Think of ROTEM as a way to watch a blood clot form in “high definition”. Instead of just telling a doctor if a clot will form, ROTEM measures the quality and strength of the clot as it develops. It provides a rapid assessment of:
- How long it takes for a clot to start.
- How firm the clot is.
- How stable the clot remains over time.
ROTEM uses different “assays” (mini-tests) to look at specific parts of the blood. For example, the FIBTEM assay ignores platelets to see if the baby has enough fibrinogen (a “glue-like” protein), while HEPTEM can check the blood even if there is still heparin (a blood thinner) present. This gives doctors a level of detail that traditional lab tests, which can take a long time to return results, simply cannot match.
The Study: Putting the Algorithm to the Test
The researchers at Nationwide Children’s Hospital wanted to see if using a strict ROTEM-guided “algorithm” (a step-by-step decision tree) would work better than the old way of doing things.
They looked at two groups of babies:
- The Control Group (28 patients): Babies who had surgery the “old way,” where doctors gave blood products based on routine clinical practice.
- The ROTEM Group (40 patients): Babies whose blood product doses were decided by the new ROTEM roadmap.
The study focused on the most complex “high-risk” procedures, such as the Arterial Switch and the Norwood procedure.
The Results: Less is More
The results were impressive. By using the ROTEM roadmap, the team found they could achieve better clotting with fewer products.
Key Findings:
- Fewer Platelets: Babies in the ROTEM group received significantly fewer platelets during surgery (36 mL/kg vs. 49 mL/kg in the old group).
- Less “Blood Glue”: They used nearly 50% less cryoprecipitate (8 mL/kg in the ROTEM group vs. 15 mL/kg in the control group).
- Better Recovery: Once the babies got to the Intensive Care Unit (ICU), those in the ROTEM group had higher blood counts (hematocrit) and less bleeding from their chest tubes.
Basically, because the doctors had a clearer “picture” of the blood, they didn’t have to over-transfuse “just in case”.
Safety First: The Balancing Act
Giving blood products is a delicate balance. If you don’t give enough, the baby can bleed dangerously. If you give too many, or use too many “clot-promoting” drugs (called factor concentrates), the baby could develop an unwanted blood clot (thrombosis).

→ **Problem to solve**
Answer these from the ROTEM passage:
1. Which assay ignores platelets to check fibrinogen?
2. How many patients were in the ROTEM group?
3. How much cryoprecipitate did the control group receive?

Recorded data
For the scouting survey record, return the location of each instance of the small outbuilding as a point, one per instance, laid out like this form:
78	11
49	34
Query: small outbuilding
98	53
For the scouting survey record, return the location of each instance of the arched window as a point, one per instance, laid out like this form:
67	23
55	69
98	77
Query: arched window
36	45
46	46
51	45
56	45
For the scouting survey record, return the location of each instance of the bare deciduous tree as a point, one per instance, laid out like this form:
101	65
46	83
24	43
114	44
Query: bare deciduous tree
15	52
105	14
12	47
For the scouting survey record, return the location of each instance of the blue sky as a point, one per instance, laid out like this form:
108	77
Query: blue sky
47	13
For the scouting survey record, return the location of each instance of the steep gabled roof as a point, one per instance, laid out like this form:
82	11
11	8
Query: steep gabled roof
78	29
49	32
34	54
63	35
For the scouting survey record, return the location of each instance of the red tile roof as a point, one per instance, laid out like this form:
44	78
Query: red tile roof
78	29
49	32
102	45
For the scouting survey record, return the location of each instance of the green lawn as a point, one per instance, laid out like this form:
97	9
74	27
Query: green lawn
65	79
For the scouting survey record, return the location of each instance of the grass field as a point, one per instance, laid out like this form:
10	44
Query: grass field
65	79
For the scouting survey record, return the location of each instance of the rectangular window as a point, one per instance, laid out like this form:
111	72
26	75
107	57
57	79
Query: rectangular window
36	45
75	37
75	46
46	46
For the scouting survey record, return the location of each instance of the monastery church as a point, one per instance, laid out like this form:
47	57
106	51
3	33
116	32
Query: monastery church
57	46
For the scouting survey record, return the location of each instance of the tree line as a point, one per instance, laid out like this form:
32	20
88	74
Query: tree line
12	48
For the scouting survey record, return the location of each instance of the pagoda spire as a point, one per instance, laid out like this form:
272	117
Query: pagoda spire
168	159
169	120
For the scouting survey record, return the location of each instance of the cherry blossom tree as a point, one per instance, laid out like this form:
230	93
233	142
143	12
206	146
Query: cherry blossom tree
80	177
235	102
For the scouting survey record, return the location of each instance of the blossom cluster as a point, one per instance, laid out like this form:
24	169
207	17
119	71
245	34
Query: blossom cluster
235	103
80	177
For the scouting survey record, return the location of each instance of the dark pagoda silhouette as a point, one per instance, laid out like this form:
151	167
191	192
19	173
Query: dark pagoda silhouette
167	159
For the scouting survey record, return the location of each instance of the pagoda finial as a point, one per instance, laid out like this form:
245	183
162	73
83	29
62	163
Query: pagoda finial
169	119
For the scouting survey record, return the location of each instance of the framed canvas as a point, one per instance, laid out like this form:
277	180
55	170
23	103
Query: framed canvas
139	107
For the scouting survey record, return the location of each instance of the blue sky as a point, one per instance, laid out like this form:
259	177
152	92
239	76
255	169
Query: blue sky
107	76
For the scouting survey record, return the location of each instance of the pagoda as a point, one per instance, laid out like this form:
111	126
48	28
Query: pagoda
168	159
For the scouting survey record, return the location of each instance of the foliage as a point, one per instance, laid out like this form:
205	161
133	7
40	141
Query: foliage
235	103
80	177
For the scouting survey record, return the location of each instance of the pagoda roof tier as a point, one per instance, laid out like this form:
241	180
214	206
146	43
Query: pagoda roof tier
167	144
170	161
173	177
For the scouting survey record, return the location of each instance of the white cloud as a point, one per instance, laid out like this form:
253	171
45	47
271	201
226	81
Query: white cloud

→ **Response box**
1. FIBTEM
2. 40
3. 15 mL/kg